** Begin Text excerpt **

By filling in some forms now to make your wishes clear, you can avoid these problems in the future. This means that you will get the care you want, and the people you want to be involved in making decisions will be. For more general information and guidance on planning ahead see booklet 1510, Planning ahead.
Planning ahead: practical tips
- Lasting power of attorney (LPA) or Enduring power of attorney (EPA) – these are legal documents that give someone the authority to make decisions for you, when you can’t make them yourself. If you don’t think your family or a health or social care professional will know what you want, or will contradict you, you can choose someone else to make some of these decisions on your behalf. This can be anyone you choose – for example, your partner or a close friend. In England and Wales, you can give someone the right to make decisions about your health and welfare, or your property and financial affairs (or both) using a Lasting power of attorney. In Northern Ireland, the system is called Enduring power of attorney and only applies to property and financial decisions.
- Gender recognition certificate – if you are trans, you may want to get a Gender recognition certificate. This legally recognises your change of gender, if you meet certain criteria, and gives you the right to be treated legally as a person of your gender. For more information on the current process for this see the GOV.UK website.

** End Text excerpt **

What is asked:
1. In the planning-ahead text, please reproduce the passage between "Planning ahead: practical" and "and financial decisions.", inclusive, swapping "close friend" for "trusted neighbor".
2. Pick up the planning-ahead text where it ends and carry it on.

** Begin Provided data **

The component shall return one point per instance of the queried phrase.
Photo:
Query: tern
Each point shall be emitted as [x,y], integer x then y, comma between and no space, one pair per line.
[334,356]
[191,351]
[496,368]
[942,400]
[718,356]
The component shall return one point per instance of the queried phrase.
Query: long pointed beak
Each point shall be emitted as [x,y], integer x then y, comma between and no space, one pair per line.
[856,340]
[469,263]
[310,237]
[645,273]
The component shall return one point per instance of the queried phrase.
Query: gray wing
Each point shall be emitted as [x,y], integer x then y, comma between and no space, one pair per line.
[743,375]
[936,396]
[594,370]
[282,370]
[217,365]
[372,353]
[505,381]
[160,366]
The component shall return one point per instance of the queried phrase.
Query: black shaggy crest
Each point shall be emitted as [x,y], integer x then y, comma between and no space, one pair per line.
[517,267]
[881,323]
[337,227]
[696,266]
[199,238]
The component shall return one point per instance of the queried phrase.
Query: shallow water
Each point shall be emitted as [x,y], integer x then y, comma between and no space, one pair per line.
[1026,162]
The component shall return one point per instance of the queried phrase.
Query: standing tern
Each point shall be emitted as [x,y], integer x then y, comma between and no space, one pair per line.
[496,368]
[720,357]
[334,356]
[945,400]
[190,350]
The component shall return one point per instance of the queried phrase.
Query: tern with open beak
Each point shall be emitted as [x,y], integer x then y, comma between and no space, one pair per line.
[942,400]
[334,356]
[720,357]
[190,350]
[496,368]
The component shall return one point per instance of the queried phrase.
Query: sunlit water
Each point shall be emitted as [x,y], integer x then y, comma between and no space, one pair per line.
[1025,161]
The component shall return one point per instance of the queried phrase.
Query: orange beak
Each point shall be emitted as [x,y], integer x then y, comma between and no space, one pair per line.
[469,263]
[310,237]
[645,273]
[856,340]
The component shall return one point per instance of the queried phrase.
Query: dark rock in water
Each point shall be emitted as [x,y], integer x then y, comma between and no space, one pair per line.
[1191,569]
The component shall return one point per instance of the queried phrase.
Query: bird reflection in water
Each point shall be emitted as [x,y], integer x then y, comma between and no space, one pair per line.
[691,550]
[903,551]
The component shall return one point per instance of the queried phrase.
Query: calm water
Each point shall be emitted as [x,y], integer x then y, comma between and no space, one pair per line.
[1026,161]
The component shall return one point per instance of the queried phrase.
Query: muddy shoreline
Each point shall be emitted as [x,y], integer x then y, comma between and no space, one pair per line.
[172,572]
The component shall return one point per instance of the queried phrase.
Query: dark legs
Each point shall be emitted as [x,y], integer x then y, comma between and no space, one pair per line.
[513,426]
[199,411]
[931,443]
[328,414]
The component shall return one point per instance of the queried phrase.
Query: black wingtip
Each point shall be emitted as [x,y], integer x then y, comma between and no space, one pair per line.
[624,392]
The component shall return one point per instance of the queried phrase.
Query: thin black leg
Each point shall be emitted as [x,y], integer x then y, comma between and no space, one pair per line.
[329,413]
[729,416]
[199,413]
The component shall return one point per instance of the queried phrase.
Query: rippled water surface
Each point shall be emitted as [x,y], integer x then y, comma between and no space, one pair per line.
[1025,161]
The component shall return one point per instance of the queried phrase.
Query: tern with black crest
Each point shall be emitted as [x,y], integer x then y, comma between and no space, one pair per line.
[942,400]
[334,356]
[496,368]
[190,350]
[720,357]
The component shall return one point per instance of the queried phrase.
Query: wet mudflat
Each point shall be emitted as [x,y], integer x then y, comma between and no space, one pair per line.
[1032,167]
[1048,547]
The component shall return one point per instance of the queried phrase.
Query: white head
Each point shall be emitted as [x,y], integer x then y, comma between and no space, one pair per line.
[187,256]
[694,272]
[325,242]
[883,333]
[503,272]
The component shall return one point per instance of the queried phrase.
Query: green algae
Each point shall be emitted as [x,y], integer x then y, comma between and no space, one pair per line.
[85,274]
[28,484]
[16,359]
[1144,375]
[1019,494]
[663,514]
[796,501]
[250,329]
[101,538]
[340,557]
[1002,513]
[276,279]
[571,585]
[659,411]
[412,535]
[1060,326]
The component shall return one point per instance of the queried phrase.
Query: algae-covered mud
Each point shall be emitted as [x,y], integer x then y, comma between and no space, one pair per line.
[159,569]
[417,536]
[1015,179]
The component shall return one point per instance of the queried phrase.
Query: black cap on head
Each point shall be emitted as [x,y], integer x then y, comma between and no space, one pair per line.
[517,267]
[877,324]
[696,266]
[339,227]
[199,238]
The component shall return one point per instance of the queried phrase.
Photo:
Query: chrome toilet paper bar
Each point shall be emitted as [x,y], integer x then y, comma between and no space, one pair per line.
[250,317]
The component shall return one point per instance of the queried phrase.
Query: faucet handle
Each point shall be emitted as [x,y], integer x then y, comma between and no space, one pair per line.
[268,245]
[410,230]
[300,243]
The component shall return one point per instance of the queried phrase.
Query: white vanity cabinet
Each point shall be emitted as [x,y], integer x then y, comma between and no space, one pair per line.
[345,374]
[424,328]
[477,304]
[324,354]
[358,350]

** End Provided data **

Expected responses:
1.
Planning ahead: practical tips
- Lasting power of attorney (LPA) or Enduring power of attorney (EPA) – these are legal documents that give someone the authority to make decisions for you, when you can’t make them yourself. If you don’t think your family or a health or social care professional will know what you want, or will contradict you, you can choose someone else to make some of these decisions on your behalf. This can be anyone you choose – for example, your partner or a trusted neighbor. In England and Wales, you can give someone the right to make decisions about your health and welfare, or your property and financial affairs (or both) using a Lasting power of attorney. In Northern Ireland, the system is called Enduring power of attorney and only applies to property and financial decisions.

2.
- Advance statement (or ‘living will’) – this is a tool you can use to record your wishes and preferences for future care. It is different from an advance decision, which is used to refuse treatment you don’t want. An advance statement is about the care you want to receive. It is not legally binding but should be taken into account in decision-making as far as possible. It is a good idea for all people with dementia to make one, but there may be some extra things for you to think about. If you are trans, you might want to specify:
- how you wish to be dressed
- any prostheses you use
- the pronoun you want to be referred to by (for example ‘he’, ‘she’).
- You might also want to specify the kind of care home or care setting you would feel comfortable in, so this is taken into account when you need it.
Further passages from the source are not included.